──────── Passage ────────

3Rivers is proud to support so many of the non-profit organizations that are committed to making our community a better place to live, work, and play, and we want to help spread the word about the difference they're making in our region. We’ve teamed up with 97.3WMEE to bring you A Voice for the Good podcast to do just that! We’re temporarily bringing the podcast to you via these Q&A online articles, as we’re doing our part to social distance and keep our community safe.

This article features Community Harvest Food Bank—a local non-profit on a mission to “alleviate hunger through the full use of donated food and other resources.”

Community Harvest Food Bank Logo

We talked with Carmen Cumberland, President and CEO of Community Harvest, to learn more about the organization and its work in the Northeast Indiana community.

How did Community Harvest Food Bank come to be? What’s the history/story behind how the organization initially got started?

────────

| Work to complete |
(1) In one to three sentences, explain why, according to the Community Harvest article, the podcast is temporarily being offered as Q&A online articles.
(2) Extend the Community Harvest article from where it stops.
The data that comes next is separate material, unrelated to the Community Harvest article.

──────── Dataset extract ────────

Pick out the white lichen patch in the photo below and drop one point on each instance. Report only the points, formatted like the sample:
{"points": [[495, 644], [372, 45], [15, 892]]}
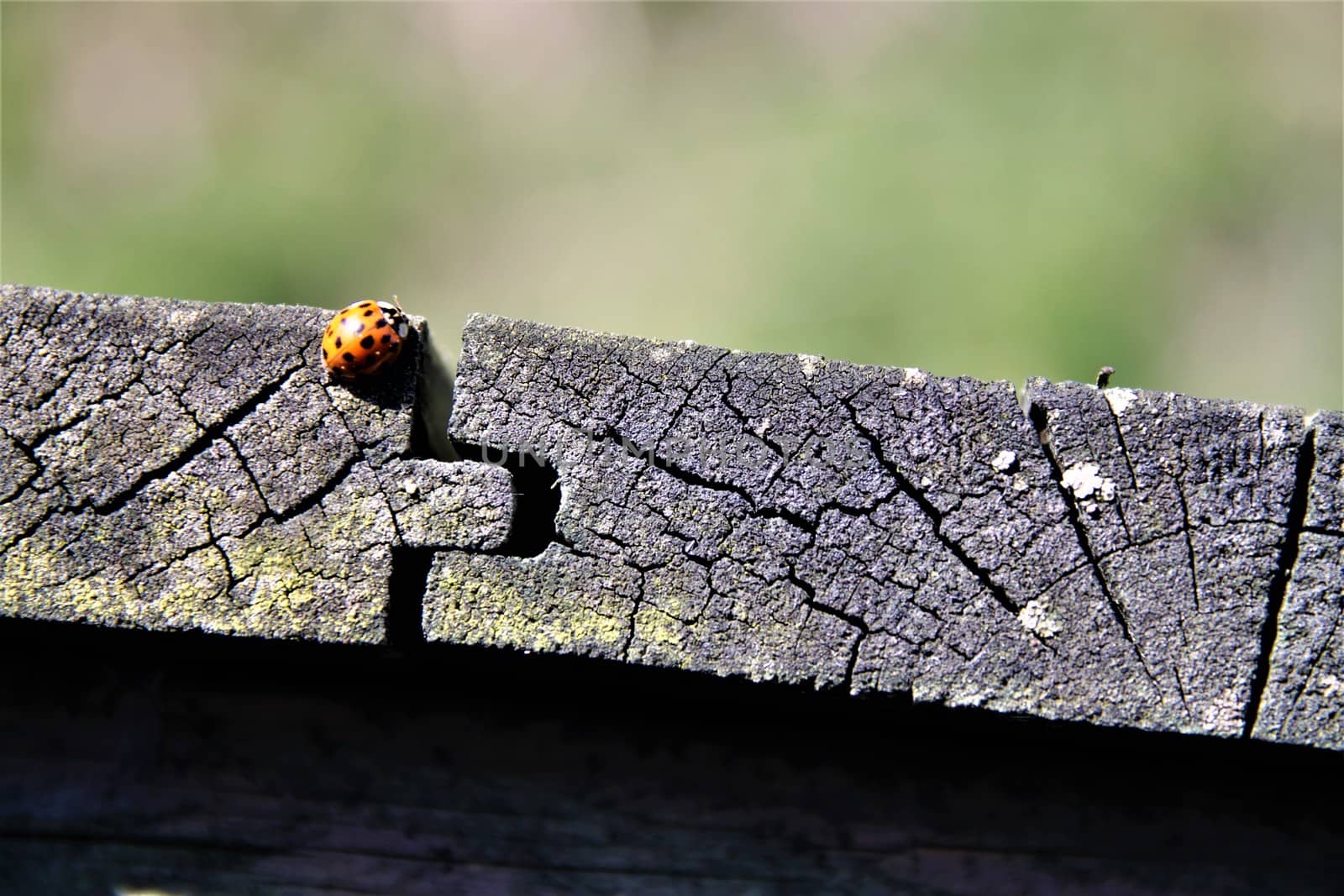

────────

| Answers to the problems |
(1) The podcast is temporarily offered as Q&A online articles because 3Rivers is doing its part to social distance and keep the community safe.

(2)
Nineteen eighty-two was a very hard year for residents of the Fort Wayne area. International Harvester, one of the area’s largest employers, closed their doors permanently, less than a year after historic flooding paralyzed the area. Over 2,000 people were suddenly without jobs in a city that had already lost millions of dollars in damage to thousands of homes, and people didn’t know what to do. Local community members joined together to help feed families in crisis. Community Harvest officially organized in 1983, and today serves as the regional food bank of northeast Indiana, distributing over 13 million pounds of food to more than 91,500 people across the nine-county region.

I like to say that what began as a grassroots community effort has now developed deep roots in the community, and we are so proud to carry out this hunger relief mission with the generous and important help from those who share our goals for a hunger-free future.

3Rivers employees volunteering at Community Harvest Food Bank

What is the official mission of Community Harvest Food Bank, and how is it currently being put into play?

Our mission is to alleviate hunger through the full use of donated food and other resources. It’s a focus and responsibility that we take very seriously, and we collaborate with other organizations with expertise and goals that serve similar populations who visit for food assistance.

How do you see the mission and vision of Community Harvest Food Bank evolving in the future in the Northeast Indiana community? Where do you see your organization a year from now, or even five years from now?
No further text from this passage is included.